# Aim of the task
Put the lines of the listing below into a JSON list of strings, one string per line with blank lines left out, starting at the line that contains "it needs correction." and ending at the line that contains "positive clicks: (217, 387) (220, 394)", both included.

# Dataset records
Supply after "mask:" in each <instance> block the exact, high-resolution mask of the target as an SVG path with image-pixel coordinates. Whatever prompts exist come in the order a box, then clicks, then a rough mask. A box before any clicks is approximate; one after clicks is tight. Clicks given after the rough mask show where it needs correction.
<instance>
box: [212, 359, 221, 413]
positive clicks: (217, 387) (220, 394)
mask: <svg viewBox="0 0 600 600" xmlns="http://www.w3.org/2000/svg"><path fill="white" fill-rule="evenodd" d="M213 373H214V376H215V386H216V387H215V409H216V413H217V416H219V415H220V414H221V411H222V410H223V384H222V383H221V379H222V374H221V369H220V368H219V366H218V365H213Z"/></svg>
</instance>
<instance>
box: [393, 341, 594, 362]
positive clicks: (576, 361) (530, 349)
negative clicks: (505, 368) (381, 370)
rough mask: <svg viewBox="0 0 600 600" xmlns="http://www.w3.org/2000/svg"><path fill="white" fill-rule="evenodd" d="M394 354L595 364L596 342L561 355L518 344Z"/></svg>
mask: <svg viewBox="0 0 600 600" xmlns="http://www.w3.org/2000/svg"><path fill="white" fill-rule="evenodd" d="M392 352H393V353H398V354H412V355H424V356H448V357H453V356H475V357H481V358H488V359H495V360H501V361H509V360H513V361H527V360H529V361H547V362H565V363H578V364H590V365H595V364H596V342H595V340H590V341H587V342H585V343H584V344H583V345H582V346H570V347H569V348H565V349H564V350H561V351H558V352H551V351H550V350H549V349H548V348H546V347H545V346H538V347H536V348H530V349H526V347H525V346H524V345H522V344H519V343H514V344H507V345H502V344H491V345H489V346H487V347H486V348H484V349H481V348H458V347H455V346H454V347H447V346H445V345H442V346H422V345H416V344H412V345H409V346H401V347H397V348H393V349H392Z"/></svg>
* * *
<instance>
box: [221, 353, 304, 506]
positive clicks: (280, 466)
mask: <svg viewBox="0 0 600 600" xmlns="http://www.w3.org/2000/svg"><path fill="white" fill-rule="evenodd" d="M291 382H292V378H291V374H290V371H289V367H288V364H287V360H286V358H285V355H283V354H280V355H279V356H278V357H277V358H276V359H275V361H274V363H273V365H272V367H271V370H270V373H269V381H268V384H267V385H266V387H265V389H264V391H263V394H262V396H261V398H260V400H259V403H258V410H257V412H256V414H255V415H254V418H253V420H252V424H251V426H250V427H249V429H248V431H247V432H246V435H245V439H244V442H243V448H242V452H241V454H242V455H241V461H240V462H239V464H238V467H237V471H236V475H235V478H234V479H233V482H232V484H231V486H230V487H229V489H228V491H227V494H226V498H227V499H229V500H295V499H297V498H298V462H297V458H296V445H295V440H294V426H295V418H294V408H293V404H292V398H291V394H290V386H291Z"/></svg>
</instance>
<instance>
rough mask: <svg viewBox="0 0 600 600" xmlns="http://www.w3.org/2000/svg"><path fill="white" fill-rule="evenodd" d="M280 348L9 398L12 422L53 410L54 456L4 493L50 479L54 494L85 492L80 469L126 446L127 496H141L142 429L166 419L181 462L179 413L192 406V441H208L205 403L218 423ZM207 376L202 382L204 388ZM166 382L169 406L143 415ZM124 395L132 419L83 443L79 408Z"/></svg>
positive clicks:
...
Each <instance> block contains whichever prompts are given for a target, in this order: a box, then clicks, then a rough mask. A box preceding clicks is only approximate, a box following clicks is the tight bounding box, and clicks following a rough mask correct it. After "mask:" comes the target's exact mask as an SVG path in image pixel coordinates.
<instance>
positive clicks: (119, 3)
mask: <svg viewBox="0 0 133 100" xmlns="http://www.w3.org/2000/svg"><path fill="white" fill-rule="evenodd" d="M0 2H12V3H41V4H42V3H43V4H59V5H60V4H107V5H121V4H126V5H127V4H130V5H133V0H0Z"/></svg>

# Response to this exercise
[
  "Supply after \"mask:\" in each <instance> block the exact, high-resolution mask of the target as an SVG path with image-pixel coordinates. Whatever prompts exist come in the order a box, then clicks, then a rough mask. A box before any clicks is approximate; one after clicks is tight. Clicks given after the rough mask show where it needs correction.",
  "<instance>",
  "box: [212, 359, 221, 413]",
  "positive clicks: (217, 387) (220, 394)"
]